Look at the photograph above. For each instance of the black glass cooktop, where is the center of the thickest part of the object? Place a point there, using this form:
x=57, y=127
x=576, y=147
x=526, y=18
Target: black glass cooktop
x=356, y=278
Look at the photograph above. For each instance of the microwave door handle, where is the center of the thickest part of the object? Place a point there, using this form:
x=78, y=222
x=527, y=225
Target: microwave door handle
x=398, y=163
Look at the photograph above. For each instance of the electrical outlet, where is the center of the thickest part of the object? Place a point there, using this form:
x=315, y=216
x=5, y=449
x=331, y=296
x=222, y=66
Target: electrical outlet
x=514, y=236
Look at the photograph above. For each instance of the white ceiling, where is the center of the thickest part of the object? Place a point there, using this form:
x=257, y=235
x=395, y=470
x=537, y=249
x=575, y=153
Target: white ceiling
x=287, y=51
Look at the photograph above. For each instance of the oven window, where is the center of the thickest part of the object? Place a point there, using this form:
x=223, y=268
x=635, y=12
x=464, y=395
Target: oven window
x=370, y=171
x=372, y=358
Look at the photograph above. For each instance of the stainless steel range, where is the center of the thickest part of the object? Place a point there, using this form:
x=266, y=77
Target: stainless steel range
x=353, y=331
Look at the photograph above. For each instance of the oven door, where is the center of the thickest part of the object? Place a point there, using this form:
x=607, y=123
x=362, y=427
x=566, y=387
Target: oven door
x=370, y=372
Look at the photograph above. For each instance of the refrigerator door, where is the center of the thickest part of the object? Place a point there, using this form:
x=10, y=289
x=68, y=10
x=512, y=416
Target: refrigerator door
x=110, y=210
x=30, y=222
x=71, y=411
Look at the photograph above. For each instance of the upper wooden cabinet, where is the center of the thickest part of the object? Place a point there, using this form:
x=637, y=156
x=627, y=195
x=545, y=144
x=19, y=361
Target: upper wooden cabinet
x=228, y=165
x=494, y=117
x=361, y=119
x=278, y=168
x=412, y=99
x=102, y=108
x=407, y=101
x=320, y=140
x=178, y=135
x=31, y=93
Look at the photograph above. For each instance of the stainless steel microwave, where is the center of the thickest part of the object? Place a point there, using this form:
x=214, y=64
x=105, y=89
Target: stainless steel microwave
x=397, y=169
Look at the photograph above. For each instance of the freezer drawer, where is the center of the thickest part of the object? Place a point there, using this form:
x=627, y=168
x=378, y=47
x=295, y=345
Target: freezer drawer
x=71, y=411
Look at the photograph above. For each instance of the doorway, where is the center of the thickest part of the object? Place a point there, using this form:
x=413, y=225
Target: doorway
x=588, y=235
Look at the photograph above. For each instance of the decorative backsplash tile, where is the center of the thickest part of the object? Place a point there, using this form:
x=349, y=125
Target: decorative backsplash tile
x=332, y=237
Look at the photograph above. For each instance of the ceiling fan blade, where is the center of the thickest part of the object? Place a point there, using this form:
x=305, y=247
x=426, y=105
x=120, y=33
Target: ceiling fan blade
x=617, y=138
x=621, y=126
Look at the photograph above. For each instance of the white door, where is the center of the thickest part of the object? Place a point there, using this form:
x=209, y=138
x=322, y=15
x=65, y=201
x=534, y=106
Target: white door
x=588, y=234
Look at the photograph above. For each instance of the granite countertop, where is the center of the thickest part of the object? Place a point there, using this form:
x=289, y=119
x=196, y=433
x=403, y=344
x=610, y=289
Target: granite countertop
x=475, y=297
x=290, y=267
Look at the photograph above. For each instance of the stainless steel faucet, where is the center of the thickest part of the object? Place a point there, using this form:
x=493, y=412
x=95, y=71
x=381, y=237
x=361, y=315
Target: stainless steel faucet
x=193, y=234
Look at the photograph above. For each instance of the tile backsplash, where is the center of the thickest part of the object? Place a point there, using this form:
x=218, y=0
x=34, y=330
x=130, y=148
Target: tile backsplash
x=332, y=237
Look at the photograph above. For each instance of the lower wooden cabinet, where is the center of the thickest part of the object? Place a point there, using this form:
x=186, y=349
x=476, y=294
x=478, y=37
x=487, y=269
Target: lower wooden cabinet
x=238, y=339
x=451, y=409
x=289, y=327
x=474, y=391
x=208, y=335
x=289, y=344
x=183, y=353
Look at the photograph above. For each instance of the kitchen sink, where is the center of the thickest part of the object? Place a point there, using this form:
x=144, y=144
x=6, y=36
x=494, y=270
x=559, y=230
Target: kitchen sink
========================================
To do: Convert the lines of all the items above into a single numbered list, omitting any blank lines.

Solution to this task:
1. Look at the photograph above. For each instance of the black glass cooktop, where is the center of the thickest part of the object? Place a point there, using this form:
2. x=57, y=127
3. x=576, y=147
4. x=526, y=18
5. Target: black glass cooktop
6. x=356, y=278
7. Look at the photograph above. For each instance of the microwave door handle, where is the center of the thickest part of the object? Place a point there, using this form:
8. x=78, y=222
9. x=527, y=225
10. Target: microwave door handle
11. x=398, y=163
12. Look at the photograph above. For each instance of the electrical outlet, where is the center of the thickest part of the object? Place a point there, using this form:
13. x=315, y=216
14. x=5, y=449
15. x=331, y=296
16. x=222, y=66
17. Target: electrical outlet
18. x=514, y=236
19. Look at the photograph above. For each instance of the white ceiling, where is the center of the thickest part of the object? Place a point there, using this form:
20. x=257, y=235
21. x=395, y=470
22. x=537, y=249
23. x=575, y=153
24. Target: white ceiling
25. x=287, y=51
26. Look at the photograph above. For each instance of the oven window, where is the center of the thickest part of the object? Place a point there, using this form:
27. x=223, y=268
28. x=635, y=12
29. x=464, y=395
30. Target: oven window
31. x=370, y=171
32. x=372, y=358
33. Look at the photograph above. For each instance of the stainless steel range, where is the center of the thickest part of the object? Place a point there, using this form:
34. x=266, y=77
35. Target: stainless steel range
36. x=353, y=331
37. Look at the photograph above. For each instance of the oven door, where is the center of the thickest part of the object? Place a point there, using this form:
38. x=607, y=123
39. x=362, y=427
40. x=566, y=387
41. Target: oven door
42. x=370, y=372
43. Look at the photograph above. For each instance of the refrigerator door, where is the center of the thickest part of the object? Place a point there, using this form:
44. x=10, y=289
45. x=68, y=10
46. x=512, y=416
47. Target: refrigerator door
48. x=110, y=210
49. x=30, y=222
50. x=71, y=411
51. Look at the photograph above. For each instance of the upper wooden cabinet, where is the center of the thickest part of the object? Place a point there, using this form:
52. x=637, y=156
53. x=627, y=195
54. x=545, y=144
55. x=19, y=361
56. Target: upper wooden cabinet
57. x=228, y=165
58. x=494, y=117
59. x=361, y=119
60. x=278, y=168
61. x=412, y=99
62. x=102, y=108
63. x=407, y=101
64. x=320, y=140
65. x=178, y=135
66. x=31, y=93
67. Look at the photograph above. For each instance of the stainless steel microwave, where is the center of the thickest part of the object? Place a point there, using this form:
68. x=214, y=64
69. x=105, y=89
70. Target: stainless steel microwave
71. x=397, y=169
72. Look at the photograph above. For each instance of the freezer drawer, where is the center of the thickest part of the object? Place a point there, using this form:
73. x=627, y=168
74. x=378, y=47
75. x=295, y=345
76. Target: freezer drawer
77. x=71, y=411
78. Look at the photograph above. For each instance of the doorway, where is the center of the thickest part of the object? Place a point there, using this form:
79. x=413, y=225
80. Target: doorway
81. x=588, y=235
82. Look at the photograph above. For each instance of the decorative backsplash tile, where is the center of the thickest part of the object? Place a point there, using this form:
83. x=349, y=125
84. Target: decorative backsplash tile
85. x=332, y=237
86. Look at the photograph above. For each instance of the ceiling fan blade, where is the center of the thickest part of the object? Place a point there, using this form:
87. x=305, y=247
88. x=426, y=105
89. x=120, y=33
90. Target: ceiling fan blade
91. x=617, y=138
92. x=621, y=126
93. Look at the photograph above. For each instance of the white door, where is the center of the thickest part of the object? Place a point there, using this form:
94. x=209, y=138
95. x=322, y=15
96. x=65, y=201
97. x=534, y=106
98. Target: white door
99. x=588, y=234
100. Look at the photograph above. For each instance of the granite countertop, where is the center of the thickest part of the object? Place a point there, using this form:
101. x=289, y=119
102. x=196, y=433
103. x=403, y=344
104. x=610, y=289
105. Target: granite countertop
106. x=475, y=297
107. x=290, y=267
108. Look at the photograph above. For each instance of the stainless steel faucet, where is the center of the thickest part of the object? Place a point there, using this form:
109. x=493, y=412
110. x=95, y=71
111. x=381, y=237
112. x=361, y=315
113. Target: stainless steel faucet
114. x=193, y=234
115. Look at the photograph above. For each instance of the tile backsplash, where is the center of the thickest part of the object? Place a point there, using this form:
116. x=218, y=0
117. x=34, y=330
118. x=130, y=148
119. Target: tile backsplash
120. x=332, y=237
121. Look at the photograph above. For each instance of the lower wooden cabinet, where is the center of the thickest part of the object? Place a point there, using this form:
122. x=186, y=349
123. x=476, y=294
124. x=478, y=37
125. x=487, y=269
126. Target: lower wooden cabinet
127. x=238, y=339
128. x=451, y=409
129. x=289, y=327
130. x=474, y=391
131. x=208, y=335
132. x=289, y=344
133. x=183, y=353
134. Look at the photograph above. For each instance of the kitchen sink, where is the center of the thickest part of the object? Place a point there, using this form:
135. x=144, y=144
136. x=6, y=36
137. x=494, y=270
138. x=559, y=230
139. Target: kitchen sink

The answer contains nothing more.